> _EXERCISE INSTRUCTIONS_:
Transcribe every entry word for word, but skip the images.

-- RECORDS FOR THIS EXERCISE start --

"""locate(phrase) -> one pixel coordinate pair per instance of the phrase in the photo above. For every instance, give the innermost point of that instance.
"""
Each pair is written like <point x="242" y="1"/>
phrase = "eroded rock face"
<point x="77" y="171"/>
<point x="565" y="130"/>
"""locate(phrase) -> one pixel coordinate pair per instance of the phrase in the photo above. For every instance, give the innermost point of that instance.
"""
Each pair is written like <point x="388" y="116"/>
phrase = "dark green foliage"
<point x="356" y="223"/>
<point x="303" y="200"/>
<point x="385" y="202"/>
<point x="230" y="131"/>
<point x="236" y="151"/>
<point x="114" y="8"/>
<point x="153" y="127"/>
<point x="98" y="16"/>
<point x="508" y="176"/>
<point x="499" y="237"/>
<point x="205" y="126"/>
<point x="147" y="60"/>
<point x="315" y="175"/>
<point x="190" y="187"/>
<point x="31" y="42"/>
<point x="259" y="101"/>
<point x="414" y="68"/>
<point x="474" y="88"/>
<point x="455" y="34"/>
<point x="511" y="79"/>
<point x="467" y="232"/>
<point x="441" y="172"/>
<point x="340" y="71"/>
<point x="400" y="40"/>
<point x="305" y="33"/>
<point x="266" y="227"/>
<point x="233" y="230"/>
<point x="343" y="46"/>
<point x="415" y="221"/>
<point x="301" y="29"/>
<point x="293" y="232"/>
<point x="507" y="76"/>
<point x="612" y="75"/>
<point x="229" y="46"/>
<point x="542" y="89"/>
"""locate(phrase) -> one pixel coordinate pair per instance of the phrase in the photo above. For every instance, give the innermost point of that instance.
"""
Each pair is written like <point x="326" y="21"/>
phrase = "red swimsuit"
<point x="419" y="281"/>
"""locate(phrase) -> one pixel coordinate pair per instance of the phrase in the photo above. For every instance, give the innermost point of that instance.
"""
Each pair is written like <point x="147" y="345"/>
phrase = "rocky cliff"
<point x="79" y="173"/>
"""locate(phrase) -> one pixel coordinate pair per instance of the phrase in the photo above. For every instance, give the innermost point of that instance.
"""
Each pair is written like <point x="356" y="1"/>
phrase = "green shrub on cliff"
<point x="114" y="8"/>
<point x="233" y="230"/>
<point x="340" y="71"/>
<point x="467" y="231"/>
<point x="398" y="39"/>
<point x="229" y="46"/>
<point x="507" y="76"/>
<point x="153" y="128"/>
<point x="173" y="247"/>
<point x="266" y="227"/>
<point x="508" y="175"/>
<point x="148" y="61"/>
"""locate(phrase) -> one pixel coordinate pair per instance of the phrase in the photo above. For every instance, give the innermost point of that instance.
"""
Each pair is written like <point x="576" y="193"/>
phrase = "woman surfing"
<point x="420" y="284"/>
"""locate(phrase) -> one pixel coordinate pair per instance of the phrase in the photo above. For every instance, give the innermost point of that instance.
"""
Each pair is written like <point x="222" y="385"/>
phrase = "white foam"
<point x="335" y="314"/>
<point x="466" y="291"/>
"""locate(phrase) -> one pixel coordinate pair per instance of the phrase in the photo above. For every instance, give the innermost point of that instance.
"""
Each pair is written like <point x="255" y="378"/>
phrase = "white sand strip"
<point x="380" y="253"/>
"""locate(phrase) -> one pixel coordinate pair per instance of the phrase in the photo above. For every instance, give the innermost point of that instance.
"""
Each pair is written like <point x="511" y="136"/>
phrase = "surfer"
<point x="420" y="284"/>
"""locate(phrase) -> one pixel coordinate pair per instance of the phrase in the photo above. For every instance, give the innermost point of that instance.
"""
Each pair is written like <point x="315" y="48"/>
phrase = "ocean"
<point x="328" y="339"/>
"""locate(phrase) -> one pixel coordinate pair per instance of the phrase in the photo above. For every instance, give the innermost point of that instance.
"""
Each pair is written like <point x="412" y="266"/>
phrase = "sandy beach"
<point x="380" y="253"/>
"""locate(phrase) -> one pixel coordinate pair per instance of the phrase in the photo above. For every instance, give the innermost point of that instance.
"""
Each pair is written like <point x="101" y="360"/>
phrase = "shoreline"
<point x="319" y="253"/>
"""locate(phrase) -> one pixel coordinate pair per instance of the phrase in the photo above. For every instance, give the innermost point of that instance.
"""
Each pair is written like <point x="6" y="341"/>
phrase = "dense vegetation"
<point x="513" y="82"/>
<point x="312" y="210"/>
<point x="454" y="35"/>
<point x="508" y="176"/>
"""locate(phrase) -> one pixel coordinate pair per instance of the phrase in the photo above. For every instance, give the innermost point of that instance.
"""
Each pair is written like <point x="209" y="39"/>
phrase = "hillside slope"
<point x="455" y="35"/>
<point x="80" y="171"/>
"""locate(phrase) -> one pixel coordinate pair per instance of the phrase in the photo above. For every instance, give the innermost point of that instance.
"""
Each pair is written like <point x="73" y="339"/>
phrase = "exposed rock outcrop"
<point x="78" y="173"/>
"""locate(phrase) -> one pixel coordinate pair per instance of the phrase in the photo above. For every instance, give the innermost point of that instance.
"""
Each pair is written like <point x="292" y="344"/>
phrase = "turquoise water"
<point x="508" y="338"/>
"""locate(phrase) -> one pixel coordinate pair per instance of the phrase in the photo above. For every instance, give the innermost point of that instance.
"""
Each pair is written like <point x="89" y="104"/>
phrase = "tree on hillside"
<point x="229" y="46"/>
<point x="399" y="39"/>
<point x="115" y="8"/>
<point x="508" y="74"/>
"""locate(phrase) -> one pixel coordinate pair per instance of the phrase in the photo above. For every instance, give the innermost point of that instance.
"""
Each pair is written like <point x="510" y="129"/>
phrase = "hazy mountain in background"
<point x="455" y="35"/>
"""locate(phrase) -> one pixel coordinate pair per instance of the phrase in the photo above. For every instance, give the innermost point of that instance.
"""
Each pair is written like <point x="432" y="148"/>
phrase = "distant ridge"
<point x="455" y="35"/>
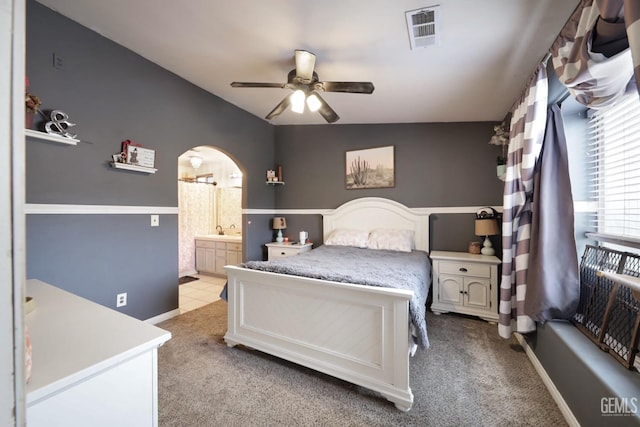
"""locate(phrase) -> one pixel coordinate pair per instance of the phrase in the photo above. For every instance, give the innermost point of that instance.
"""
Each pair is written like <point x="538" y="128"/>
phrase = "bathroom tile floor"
<point x="201" y="292"/>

-- RECORDS FOR THIS EXERCISE end --

> _RESPONSE TO THIS EXERCISE_:
"""locate(phrase) -> one pixel coordinate pair per instance of the phrase in the photo above. For every instance, give the innermost point of that instance.
"""
Each pair is written like <point x="242" y="1"/>
phrase = "eroded rock face"
<point x="77" y="171"/>
<point x="565" y="130"/>
"""locate(phrase) -> one pixel coordinate pair per instance of the phrase in the photo above. For every instance, give the innermost point of that instance.
"""
Each pair is written like <point x="388" y="116"/>
phrase = "dark green foliage"
<point x="356" y="223"/>
<point x="303" y="200"/>
<point x="385" y="202"/>
<point x="230" y="131"/>
<point x="236" y="151"/>
<point x="114" y="8"/>
<point x="153" y="127"/>
<point x="98" y="16"/>
<point x="508" y="176"/>
<point x="499" y="237"/>
<point x="205" y="126"/>
<point x="147" y="60"/>
<point x="315" y="175"/>
<point x="190" y="187"/>
<point x="31" y="42"/>
<point x="259" y="101"/>
<point x="414" y="68"/>
<point x="474" y="88"/>
<point x="455" y="34"/>
<point x="511" y="79"/>
<point x="467" y="232"/>
<point x="441" y="172"/>
<point x="340" y="71"/>
<point x="400" y="40"/>
<point x="305" y="33"/>
<point x="266" y="227"/>
<point x="233" y="230"/>
<point x="343" y="46"/>
<point x="415" y="221"/>
<point x="301" y="29"/>
<point x="293" y="232"/>
<point x="507" y="76"/>
<point x="612" y="75"/>
<point x="229" y="46"/>
<point x="542" y="89"/>
"""locate(phrase) -> one pixel coordinate pair per instance of the phrase in the photo above. For every instance, give the innermost point of that instance.
"""
Each pair is written like <point x="326" y="21"/>
phrase = "red swimsuit"
<point x="419" y="281"/>
"""locate(phrase) -> one pixel coordinate pair per instance of the phrase in the photo above. For every instance, give the innermost point of that instance.
"""
Each pair is written like <point x="147" y="345"/>
phrase = "rocky cliff"
<point x="79" y="173"/>
"""locate(phrase) -> one pixel coordinate pair per instance of the phrase in the photo above. For every instance, give the innermost point of that instance.
"""
Each pair is written like <point x="356" y="1"/>
phrase = "green shrub on cliff"
<point x="114" y="8"/>
<point x="233" y="230"/>
<point x="340" y="71"/>
<point x="467" y="231"/>
<point x="398" y="39"/>
<point x="229" y="46"/>
<point x="507" y="76"/>
<point x="153" y="128"/>
<point x="173" y="247"/>
<point x="266" y="227"/>
<point x="508" y="175"/>
<point x="148" y="61"/>
"""locate(phrase) -> one pixel coordinate pair per instance of the phrase in the photo above. For every instance, give the innermost point of that instance.
"""
Each pair is written like <point x="576" y="193"/>
phrase = "woman surfing"
<point x="420" y="284"/>
"""locate(phrase) -> one pixel coordinate pair per instance of the phrase in the photo above. For every instance, give the innermost point of that instance.
"""
Each pair is written like <point x="222" y="385"/>
phrase = "white foam"
<point x="335" y="314"/>
<point x="466" y="291"/>
"""locate(phrase) -> one pixel coordinate pair per instance of the phrase in the photo above. For every instance, give the innermost point of that instance.
"""
Each pair is written like <point x="255" y="378"/>
phrase = "white sand strip"
<point x="380" y="253"/>
"""locate(phrase) -> one pixel coordinate pair per instance of the phrase in the photo above. For every instance, give the innermost point of that instance.
"""
Each pair is written like <point x="511" y="136"/>
phrase = "surfer"
<point x="420" y="284"/>
"""locate(phrase) -> one pixel coordinate pair per instance of the phrase in the photo above. For every instance, give the innermost point of that instance.
"""
Each pair is written like <point x="315" y="48"/>
phrase = "ocean"
<point x="328" y="339"/>
"""locate(phrase) -> one pixel coordinate pair per instance of the phrase in the photo above. For every instance, give the innermost point of that instance.
"""
Each pair is written like <point x="412" y="266"/>
phrase = "sandy beach"
<point x="380" y="253"/>
"""locate(phrase) -> one pixel coordinate pair per instance of the phrase in the photo above. For every instance, give the innermost point of that instance.
"""
Each pair is written like <point x="101" y="360"/>
phrase = "shoreline"
<point x="319" y="253"/>
"""locate(phrase) -> one pixel coordinate pair per instance of the phrase in the photo above. For every instance, give the innermost point of that instance.
"""
Each pair is written like <point x="6" y="341"/>
phrase = "dense vegetation"
<point x="513" y="82"/>
<point x="312" y="210"/>
<point x="454" y="35"/>
<point x="508" y="176"/>
"""locate(phrase) -> one pixel coordinate pair per instance of the phrase in the photo above. For every instance, give the innermost point of that instance.
"""
Each pair is written like <point x="209" y="39"/>
phrase = "hillside slope"
<point x="455" y="35"/>
<point x="80" y="171"/>
"""locate(phrase) -> one pixel coordinate pair per instance of the phrase in the photo above. For every instance, give the innermost point of that instance.
"""
Each pair is written like <point x="73" y="339"/>
phrase = "exposed rock outcrop"
<point x="78" y="173"/>
"""locate(phrase) -> one pixel coordinate pair per instance of the phrase in the photo above. For every instance, give the innermost point of that instance.
"""
Each pair is written like <point x="292" y="344"/>
phrase = "turquoise water"
<point x="508" y="338"/>
"""locate(phrase) -> one pixel coordinate pair per instance of the phrase in the photo above. For every instance, give the innermost point of that instance.
"""
Each pair is written like <point x="89" y="104"/>
phrase = "tree on hillside"
<point x="229" y="46"/>
<point x="399" y="39"/>
<point x="115" y="8"/>
<point x="508" y="74"/>
"""locate(phrase) -> one pixel coordinate pair per instance of the phrase in the photo above. For every instance, give the innermost point of that instance.
"""
Each pair is written like <point x="510" y="129"/>
phrase = "hazy mountain in background"
<point x="455" y="35"/>
"""locate(phrase) -> one pixel coordinate pair per instance of the phrase in the photo above. For every instance, give the innermost point of that instance.
"""
Each pair is written like <point x="432" y="148"/>
phrase = "distant ridge"
<point x="455" y="35"/>
"""locate(phrase) -> one pixel coordinate pair per instance of the phrase in the photo above. For every instance, give the innermost point of that instance.
"""
Each pair is written like <point x="538" y="128"/>
phrase = "bathroom tile floor"
<point x="201" y="292"/>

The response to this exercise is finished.